■ Exercise directions:
Repeat exactly the lines from the line containing "In this exercise you will indicate the orange climbing" to the last line of the listing, including both.

■ Supplied records:
▼
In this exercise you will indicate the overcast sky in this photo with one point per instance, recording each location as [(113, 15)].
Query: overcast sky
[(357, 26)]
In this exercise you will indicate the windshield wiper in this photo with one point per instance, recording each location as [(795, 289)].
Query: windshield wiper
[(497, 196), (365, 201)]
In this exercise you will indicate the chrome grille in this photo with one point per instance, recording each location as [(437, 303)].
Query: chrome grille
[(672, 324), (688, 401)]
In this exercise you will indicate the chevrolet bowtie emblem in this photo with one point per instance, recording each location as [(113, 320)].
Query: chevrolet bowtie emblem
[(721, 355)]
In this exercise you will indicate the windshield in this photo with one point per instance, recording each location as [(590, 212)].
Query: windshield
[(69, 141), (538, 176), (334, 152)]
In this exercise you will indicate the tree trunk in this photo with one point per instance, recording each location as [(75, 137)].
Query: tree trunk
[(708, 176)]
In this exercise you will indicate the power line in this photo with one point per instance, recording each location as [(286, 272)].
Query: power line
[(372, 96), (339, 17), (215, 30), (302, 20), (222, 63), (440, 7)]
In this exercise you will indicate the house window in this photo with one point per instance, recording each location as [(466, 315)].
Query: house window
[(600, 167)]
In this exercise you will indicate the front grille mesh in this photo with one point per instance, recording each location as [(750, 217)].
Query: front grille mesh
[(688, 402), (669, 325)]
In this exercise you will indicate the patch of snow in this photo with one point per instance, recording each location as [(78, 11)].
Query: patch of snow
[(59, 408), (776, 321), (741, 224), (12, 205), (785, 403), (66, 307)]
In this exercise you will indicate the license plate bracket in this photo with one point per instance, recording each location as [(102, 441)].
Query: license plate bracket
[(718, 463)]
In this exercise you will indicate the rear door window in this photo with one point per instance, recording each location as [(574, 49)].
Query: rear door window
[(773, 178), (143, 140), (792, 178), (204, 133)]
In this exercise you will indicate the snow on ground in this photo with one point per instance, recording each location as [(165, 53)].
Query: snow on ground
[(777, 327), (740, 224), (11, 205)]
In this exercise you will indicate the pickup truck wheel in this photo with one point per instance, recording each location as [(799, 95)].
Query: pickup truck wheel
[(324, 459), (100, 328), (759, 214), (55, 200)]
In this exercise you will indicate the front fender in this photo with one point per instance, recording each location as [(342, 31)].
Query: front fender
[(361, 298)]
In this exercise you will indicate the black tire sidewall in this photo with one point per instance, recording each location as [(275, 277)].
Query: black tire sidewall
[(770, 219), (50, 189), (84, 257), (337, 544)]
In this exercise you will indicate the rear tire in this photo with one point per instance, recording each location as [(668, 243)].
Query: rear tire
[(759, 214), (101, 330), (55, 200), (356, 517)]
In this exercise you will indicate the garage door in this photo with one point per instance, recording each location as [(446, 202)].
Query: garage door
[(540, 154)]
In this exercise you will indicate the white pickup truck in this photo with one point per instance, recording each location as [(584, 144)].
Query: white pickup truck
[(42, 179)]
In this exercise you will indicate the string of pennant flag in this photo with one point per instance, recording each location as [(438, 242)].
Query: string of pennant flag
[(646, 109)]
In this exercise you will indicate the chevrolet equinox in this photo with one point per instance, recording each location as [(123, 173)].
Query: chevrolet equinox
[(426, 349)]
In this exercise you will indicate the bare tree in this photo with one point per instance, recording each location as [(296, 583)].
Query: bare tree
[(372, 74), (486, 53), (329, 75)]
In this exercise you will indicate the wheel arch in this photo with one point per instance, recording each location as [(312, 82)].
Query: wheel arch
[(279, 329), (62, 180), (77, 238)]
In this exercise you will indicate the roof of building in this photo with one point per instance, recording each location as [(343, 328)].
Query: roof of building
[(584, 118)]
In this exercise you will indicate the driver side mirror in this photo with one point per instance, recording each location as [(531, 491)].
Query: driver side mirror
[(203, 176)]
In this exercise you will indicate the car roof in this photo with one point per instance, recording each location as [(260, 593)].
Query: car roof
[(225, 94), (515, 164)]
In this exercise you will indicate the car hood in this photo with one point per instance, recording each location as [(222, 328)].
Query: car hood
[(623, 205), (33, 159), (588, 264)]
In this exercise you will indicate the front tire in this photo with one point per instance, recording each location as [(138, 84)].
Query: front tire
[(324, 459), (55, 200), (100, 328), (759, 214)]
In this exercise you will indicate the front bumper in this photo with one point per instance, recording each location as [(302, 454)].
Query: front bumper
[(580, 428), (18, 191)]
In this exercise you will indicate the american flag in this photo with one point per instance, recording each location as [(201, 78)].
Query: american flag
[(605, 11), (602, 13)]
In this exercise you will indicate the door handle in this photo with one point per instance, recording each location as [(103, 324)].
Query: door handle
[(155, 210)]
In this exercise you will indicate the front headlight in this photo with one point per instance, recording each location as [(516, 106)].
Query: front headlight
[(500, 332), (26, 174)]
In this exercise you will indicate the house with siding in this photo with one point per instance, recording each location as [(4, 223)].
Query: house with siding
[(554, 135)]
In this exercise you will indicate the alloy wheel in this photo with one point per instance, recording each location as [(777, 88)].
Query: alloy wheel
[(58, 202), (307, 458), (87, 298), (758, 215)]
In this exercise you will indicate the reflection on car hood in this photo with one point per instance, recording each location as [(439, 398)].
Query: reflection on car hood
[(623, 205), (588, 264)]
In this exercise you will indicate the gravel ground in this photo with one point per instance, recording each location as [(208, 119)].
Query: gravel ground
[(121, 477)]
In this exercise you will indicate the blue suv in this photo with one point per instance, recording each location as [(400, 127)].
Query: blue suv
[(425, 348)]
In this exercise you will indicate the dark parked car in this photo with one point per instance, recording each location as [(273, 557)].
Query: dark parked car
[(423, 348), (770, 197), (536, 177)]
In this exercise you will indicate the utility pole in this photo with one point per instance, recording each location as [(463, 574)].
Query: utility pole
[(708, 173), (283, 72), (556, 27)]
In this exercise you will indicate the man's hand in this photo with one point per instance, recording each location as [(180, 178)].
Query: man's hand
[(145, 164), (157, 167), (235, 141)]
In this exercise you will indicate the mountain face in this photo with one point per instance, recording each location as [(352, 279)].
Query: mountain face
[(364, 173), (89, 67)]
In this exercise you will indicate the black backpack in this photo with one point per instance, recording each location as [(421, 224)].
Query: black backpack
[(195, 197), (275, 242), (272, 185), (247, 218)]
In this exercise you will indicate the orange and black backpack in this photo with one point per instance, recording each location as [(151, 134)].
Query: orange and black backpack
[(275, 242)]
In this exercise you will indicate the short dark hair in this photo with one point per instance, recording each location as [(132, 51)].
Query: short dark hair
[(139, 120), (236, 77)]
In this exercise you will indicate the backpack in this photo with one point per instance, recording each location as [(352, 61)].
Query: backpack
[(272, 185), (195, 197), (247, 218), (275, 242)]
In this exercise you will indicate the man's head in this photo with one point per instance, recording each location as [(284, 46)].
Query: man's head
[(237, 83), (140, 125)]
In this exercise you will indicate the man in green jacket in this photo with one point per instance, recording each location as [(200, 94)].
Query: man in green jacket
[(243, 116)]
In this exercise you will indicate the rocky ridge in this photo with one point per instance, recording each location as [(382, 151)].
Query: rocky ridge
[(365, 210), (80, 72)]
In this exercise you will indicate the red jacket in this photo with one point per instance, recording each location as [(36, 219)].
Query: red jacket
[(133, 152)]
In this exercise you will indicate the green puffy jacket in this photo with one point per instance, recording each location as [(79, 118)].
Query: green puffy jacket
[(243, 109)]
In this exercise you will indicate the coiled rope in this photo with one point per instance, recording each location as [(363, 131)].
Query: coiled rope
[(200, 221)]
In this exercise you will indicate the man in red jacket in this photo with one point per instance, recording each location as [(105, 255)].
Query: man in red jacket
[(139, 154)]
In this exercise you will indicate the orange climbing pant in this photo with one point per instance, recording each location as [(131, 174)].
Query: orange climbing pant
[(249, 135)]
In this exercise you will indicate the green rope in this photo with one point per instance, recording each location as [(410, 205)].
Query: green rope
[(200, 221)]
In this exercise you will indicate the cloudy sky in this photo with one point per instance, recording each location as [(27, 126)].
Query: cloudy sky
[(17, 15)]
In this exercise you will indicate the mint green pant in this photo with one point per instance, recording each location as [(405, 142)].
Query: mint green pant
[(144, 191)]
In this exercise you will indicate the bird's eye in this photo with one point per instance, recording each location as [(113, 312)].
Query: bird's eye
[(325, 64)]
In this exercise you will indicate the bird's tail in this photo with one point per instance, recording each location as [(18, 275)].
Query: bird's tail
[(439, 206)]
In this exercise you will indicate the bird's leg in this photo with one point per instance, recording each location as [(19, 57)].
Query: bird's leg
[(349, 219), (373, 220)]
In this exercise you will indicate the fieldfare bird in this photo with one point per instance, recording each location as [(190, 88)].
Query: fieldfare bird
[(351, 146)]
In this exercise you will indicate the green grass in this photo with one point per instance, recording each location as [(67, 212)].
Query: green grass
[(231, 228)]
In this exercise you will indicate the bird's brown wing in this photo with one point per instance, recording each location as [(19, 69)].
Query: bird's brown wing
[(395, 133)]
▲
■ Exercise solution:
In this exercise you will indicate the orange climbing pant in this photo with one point per instance, recording each location as [(131, 174)].
Query: orange climbing pant
[(249, 135)]
In this exercise you will indicate the green rope in this photo with one point per instance, recording each location as [(410, 205)].
Query: green rope
[(200, 221)]
In this exercise you will indicate the cloudy sky in this photo with one point per instance, recording each location as [(27, 126)].
Query: cloudy sky
[(17, 15)]
In this exercise you will indicate the mint green pant in this photo with one point per instance, recording each location as [(405, 142)].
Query: mint green pant
[(144, 191)]
In this exercise you will indicate the bird's eye in this photo with one point per instance, recording each location as [(113, 312)].
Query: bird's eye
[(325, 64)]
In this exercise you will indicate the bird's tail in this photo with one point per instance, recording each location as [(18, 275)].
Query: bird's tail
[(439, 206)]
In this exercise you will indicate the bird's leg in this photo with one point per instance, recording each location as [(19, 57)].
Query: bird's leg
[(349, 219), (373, 220)]
In this exercise you will indicate the fieldfare bird in this photo with one point per instance, recording each location as [(190, 88)].
Query: fieldfare bird
[(351, 146)]
In this exercise you will indicate the green grass in this photo with one point per instance, recording each location as [(67, 212)].
Query: green grass
[(231, 228)]
In this exercise you will indicate the bird's brown wing in this photo with one point per instance, recording each location as [(19, 69)].
Query: bird's brown wing
[(395, 133)]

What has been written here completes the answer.